* _Records provided_
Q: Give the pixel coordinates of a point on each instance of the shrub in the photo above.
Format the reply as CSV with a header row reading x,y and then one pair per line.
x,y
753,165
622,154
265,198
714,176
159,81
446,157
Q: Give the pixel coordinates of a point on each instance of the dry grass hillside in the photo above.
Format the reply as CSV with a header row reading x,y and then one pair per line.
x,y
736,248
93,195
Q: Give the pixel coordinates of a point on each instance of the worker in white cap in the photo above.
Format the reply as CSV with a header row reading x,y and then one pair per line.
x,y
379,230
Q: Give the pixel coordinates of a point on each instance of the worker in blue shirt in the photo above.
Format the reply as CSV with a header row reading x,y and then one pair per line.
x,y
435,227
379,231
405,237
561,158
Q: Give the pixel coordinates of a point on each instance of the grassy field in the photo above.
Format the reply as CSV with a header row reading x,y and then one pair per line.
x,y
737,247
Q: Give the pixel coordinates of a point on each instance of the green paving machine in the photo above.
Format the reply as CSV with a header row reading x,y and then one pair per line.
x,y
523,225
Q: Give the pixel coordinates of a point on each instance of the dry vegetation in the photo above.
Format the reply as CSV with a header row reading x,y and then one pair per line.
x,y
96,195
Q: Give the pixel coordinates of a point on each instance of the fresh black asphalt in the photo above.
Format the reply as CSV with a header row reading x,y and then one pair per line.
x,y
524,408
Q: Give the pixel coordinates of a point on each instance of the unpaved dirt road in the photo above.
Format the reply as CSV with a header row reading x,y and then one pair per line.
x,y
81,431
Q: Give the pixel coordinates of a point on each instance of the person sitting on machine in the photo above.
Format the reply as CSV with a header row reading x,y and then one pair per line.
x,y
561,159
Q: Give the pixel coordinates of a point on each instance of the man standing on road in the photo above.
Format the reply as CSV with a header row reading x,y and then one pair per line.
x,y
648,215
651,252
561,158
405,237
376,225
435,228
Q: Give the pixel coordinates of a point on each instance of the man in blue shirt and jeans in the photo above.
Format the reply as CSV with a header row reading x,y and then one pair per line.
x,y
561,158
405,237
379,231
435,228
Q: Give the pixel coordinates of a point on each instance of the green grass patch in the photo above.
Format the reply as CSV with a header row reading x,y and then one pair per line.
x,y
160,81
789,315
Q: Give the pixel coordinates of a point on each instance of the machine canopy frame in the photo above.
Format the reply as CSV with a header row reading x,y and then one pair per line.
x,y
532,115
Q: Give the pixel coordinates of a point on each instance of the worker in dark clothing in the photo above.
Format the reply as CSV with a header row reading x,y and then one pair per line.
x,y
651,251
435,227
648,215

* _Task prompt_
Write only the number of lines in the listing that include "worker".

* _Solved problem_
3